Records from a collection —
※

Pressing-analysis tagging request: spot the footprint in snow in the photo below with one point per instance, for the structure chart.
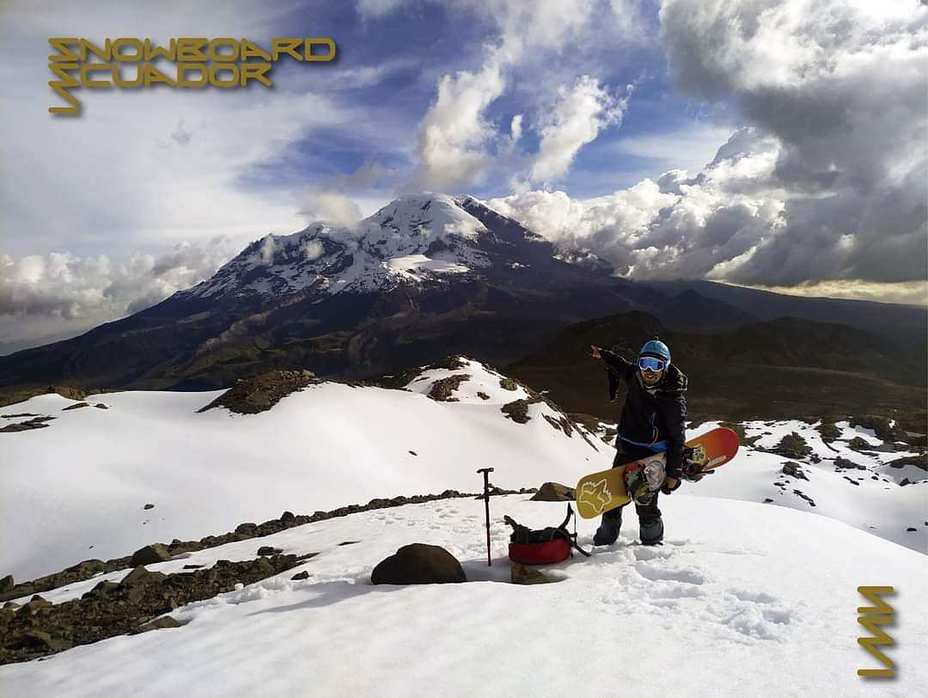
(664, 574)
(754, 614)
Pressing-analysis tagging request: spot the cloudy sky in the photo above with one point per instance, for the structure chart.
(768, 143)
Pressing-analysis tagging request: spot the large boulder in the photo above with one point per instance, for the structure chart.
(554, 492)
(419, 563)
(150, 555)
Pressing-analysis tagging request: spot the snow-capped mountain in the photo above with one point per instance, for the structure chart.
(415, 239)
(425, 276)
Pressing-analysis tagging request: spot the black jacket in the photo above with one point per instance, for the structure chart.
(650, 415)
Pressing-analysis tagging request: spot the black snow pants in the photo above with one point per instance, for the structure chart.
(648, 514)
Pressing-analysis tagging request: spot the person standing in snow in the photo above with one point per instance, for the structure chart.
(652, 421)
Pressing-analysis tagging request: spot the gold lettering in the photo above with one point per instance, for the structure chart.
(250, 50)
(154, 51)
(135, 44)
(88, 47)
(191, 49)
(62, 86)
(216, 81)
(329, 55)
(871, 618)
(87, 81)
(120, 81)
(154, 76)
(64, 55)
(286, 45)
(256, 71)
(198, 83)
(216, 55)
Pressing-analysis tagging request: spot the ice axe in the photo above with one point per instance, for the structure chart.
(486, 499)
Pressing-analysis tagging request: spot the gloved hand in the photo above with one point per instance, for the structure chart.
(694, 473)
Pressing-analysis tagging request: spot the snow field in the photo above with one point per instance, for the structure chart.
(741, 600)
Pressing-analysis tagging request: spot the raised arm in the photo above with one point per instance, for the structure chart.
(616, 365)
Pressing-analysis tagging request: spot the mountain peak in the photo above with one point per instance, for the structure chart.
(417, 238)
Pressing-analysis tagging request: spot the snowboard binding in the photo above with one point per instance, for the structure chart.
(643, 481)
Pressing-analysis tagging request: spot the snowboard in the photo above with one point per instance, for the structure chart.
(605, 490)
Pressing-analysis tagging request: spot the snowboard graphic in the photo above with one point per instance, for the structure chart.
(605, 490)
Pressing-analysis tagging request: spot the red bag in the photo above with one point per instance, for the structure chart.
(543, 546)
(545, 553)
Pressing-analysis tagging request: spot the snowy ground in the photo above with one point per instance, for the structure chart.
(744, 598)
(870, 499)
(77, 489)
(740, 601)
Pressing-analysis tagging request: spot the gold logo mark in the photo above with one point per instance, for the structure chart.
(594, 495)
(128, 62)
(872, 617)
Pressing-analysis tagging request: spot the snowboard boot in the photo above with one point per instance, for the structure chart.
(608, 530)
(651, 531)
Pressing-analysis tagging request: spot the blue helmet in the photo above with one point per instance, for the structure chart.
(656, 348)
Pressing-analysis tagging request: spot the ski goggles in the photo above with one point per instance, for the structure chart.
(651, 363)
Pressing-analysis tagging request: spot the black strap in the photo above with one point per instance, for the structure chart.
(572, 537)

※

Try it — The records above should be returned exactly, with only their pictures held back.

Solution —
Pressing-analysis tagging request: spot the footprint in snow in the photo below with one point per instance, for the structure chart.
(664, 574)
(754, 614)
Pressing-analysis tagging request: spot the cloudy sky in the photo above with one point per instance, for the structure chart.
(768, 143)
Pressing-analysis tagging request: spot the large boulder in the photo above with one point per instance, for the structure chart.
(554, 492)
(419, 563)
(150, 555)
Pressing-analysis tagging request: spot the snow-capped mountain in the photo above with one point per instance, for the structure chart.
(415, 239)
(425, 276)
Pressing-analysis tagging request: spot the black jacket in the photo above with one point per instance, for the structure chart.
(650, 415)
Pressing-analysis tagging request: spot the black snow pants in the photo above with one point per instance, for the structure chart.
(648, 514)
Pressing-analysis tagging request: spot the person standing in snow in the photo above with one point per instance, for the structure chart.
(652, 421)
Pressing-analysis tagging request: spot the gold lettering in the photo above with one point per instance, for the structure chart.
(250, 50)
(154, 51)
(135, 44)
(88, 47)
(191, 49)
(62, 86)
(216, 81)
(329, 55)
(871, 618)
(87, 81)
(120, 81)
(154, 76)
(64, 55)
(286, 45)
(256, 71)
(198, 83)
(216, 55)
Pressing-analysis tagging request: spot the ice axe in the photo above with one point per instance, for the structure chart.
(486, 499)
Pressing-analysis tagging request: spot the gloved hand in the photo above with one point per instance, for the structure chart.
(694, 473)
Pressing-analysis tagging request: spot the snow field in the photo above with one point per instance, for the structure chart.
(741, 600)
Pressing-analysis tagging request: spot the raised arm in the photo above with one point per instance, for the structure chart.
(616, 365)
Pressing-analysis tagging request: spot the mountain peak in the photo above with one point per instance, for the structure chart.
(417, 238)
Pressing-analysis tagging request: spot the snowboard binding in the photo above with one point per instance, for the structure chart.
(643, 481)
Pressing-analysis tagging request: spot the snowboard in the photo above with one point per instance, for the structure chart.
(605, 490)
Pressing-analysis tagging request: spot the snowboard graphic in the photo above with one point per instance, for the structure chart.
(605, 490)
Pressing-analysis tagging request: spot the red bag in the photo above with one point per instance, for the structure chart.
(543, 546)
(545, 553)
Pressing-analysis tagging request: spot the snowy ground in the photo above with one point per instance, for the structure chart.
(744, 598)
(870, 499)
(77, 489)
(740, 601)
Pressing-analysis tagging request: spot the gold logo mark in the photo above with one point per instance, for the structure chart.
(594, 495)
(128, 62)
(872, 617)
Pressing-analysis tagging request: spot the snowboard boot in the photo above with one point per instance, for the structure chart.
(608, 530)
(651, 531)
Pressing-analysis tagging request: spot the blue helmet in the photo above with one point per instance, for the structure chart.
(656, 348)
Pressing-analysis tagging request: spot the ski goggles in the photo above with one point per instance, for the structure chart.
(651, 363)
Pressing-analysis tagging request: spot the black strap in the photo above with one point per instance, for the structure chart.
(572, 537)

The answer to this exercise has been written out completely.